■ Article
◇ ◇ ◇ ◇ ◇ ◇ ◇
Table R1-2: Referring Expression Segmentation Datasets of Supervised Fine Tuning (SFT). $^*$ Other methods have already incorporated refCLEF dataset in their CPT training datasets.

Methods	Datasets
LISA	refCOCO, refCOCO+, refCOCOg
PixelL	None
GSVA	refCOCO, refCOCO+, refCOCOg
AnyRef	refCOCO, refCOCO+, refCOCOg
NEXT-Chat	refCOCO, refCOCO+, refCOCOg
Groundhog	None
GLaMM	refCOCO, refCOCO+, refCOCOg
TextSeg	refCOCO, refCOCO+, refCOCOg, refCLEF $^*$

Table R1-3: Generalized Referring Expression Segmentation Datasets of Supervised Fine Tuning (SFT).

Methods	Datasets
LISA	grefCOCO
GSVA	grefCOCO
TextSeg	grefCOCO

Q2: Use of SAM Mask Refiner

Please refer to the general response.

评论- Author response (2/2)

2024-11-21

Q3: Inference Speed

We report the comparison of inference time (second per sample) as well as the image size in Table R1-4. TextSeg achieves an inference time of 5.92 seconds per sample, which is competitive compared to PixelLM and NEXT-Chat. Although slower than GSVA (0.42 seconds), this is due to GSVA processing smaller image sizes ( $224^2$ ).

Table R1-4: Inference time comparison.

Methods	LISA	GSVA	PixelLM	NEXT-Chat	TextSeg (InternVL2)
Image size	$336^2$	$224^2$	$448^2$	$336^2$	$336^2$
Time (s)	3.82	0.42	6.65	6.20	5.92

Q4: Missing Recent Specialized Segmentation Models

Thank you for your suggestion. We have included these models in Table 1 and Table 3 in our latest revision to ensure a more comprehensive comparison, as well as in Table R1-5 and Table R1-6 below. Notably, our TextSeg still demonstrates competitive performance compared to these specialized segmentation models.

Table R1-5: Referring Expression Segmentation results (cIoU) on RefCOCO (+/g) datasets.

	val	testA	testB	val(+)	testA(+)	testB(+)	val(g)	test(g)	Avg.
◇ ◇ ◇ ◇ ◇ ◇ ◇
■ Raw records
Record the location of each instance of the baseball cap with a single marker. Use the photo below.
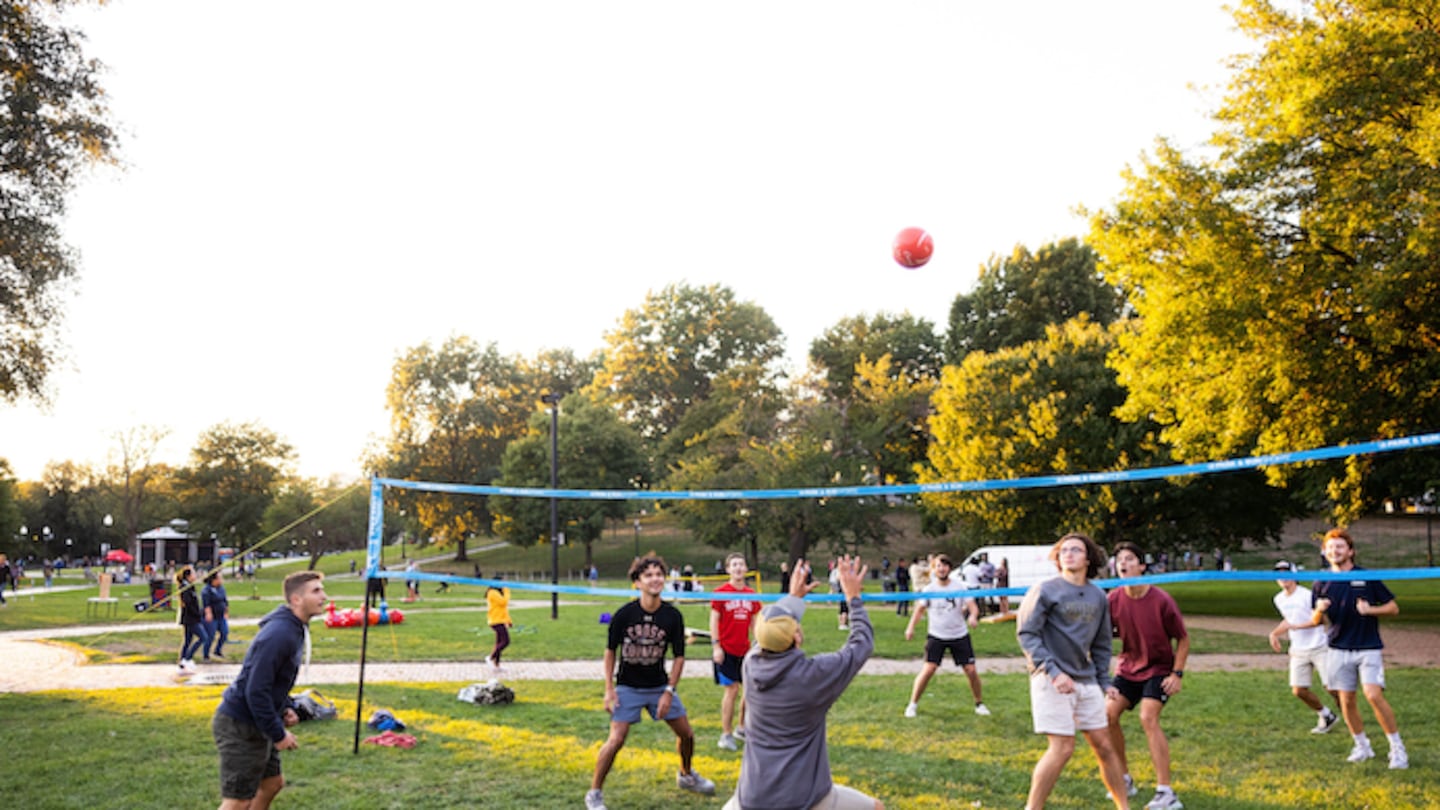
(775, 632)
◇ ◇ ◇ ◇ ◇ ◇ ◇
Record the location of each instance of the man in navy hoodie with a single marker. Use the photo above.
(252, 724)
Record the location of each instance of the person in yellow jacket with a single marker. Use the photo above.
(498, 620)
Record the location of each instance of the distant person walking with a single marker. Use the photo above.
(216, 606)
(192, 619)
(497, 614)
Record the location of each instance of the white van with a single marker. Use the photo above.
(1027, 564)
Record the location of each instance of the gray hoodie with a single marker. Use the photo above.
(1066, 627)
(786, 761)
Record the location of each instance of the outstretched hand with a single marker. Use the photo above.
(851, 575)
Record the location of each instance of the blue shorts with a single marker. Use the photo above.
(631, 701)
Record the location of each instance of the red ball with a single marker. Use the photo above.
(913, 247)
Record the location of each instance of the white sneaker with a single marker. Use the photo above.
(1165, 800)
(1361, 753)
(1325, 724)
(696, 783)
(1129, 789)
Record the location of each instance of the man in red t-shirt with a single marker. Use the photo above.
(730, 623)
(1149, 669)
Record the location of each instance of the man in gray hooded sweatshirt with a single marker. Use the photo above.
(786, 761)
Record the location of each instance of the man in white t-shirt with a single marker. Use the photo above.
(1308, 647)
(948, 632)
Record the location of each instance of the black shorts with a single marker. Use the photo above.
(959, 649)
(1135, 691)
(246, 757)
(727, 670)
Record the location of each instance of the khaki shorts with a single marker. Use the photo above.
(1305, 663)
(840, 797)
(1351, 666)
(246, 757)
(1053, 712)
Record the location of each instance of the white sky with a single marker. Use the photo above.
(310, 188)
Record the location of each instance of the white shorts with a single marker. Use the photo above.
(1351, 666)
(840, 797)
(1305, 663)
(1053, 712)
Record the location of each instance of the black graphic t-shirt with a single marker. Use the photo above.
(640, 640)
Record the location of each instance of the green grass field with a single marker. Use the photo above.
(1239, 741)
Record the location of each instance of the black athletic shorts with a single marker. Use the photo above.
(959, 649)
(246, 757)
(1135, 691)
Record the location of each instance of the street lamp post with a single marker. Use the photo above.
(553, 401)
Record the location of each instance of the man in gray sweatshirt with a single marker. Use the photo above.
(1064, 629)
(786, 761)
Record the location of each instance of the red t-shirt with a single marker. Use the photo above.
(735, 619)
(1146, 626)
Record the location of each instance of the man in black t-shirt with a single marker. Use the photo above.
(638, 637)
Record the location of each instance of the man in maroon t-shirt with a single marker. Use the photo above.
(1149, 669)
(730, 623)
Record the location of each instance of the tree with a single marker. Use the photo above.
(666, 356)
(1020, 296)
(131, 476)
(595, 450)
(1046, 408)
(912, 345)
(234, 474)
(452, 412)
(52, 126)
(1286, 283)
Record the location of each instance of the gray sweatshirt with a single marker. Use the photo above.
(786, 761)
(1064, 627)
◇ ◇ ◇ ◇ ◇ ◇ ◇
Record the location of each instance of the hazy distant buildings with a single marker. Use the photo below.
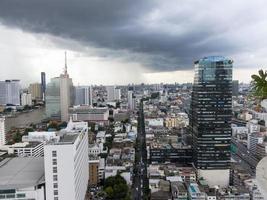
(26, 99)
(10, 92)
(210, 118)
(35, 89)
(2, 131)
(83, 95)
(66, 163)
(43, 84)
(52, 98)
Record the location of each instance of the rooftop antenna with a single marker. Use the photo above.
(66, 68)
◇ ◇ ◇ ◇ ◇ ◇ ◇
■ Exercise instructions
A. According to the author response, what inference time per sample does TextSeg achieve?
B. In the author response, rewrite the passage starting with "Q4: Missing Recent" and going on through "RefCOCO (+/g) datasets.", with "comprehensive" changed to "thorough".

■ Solved tasks
A. 5.92 seconds per sample.

B.
Q4: Missing Recent Specialized Segmentation Models

Thank you for your suggestion. We have included these models in Table 1 and Table 3 in our latest revision to ensure a more thorough comparison, as well as in Table R1-5 and Table R1-6 below. Notably, our TextSeg still demonstrates competitive performance compared to these specialized segmentation models.

Table R1-5: Referring Expression Segmentation results (cIoU) on RefCOCO (+/g) datasets.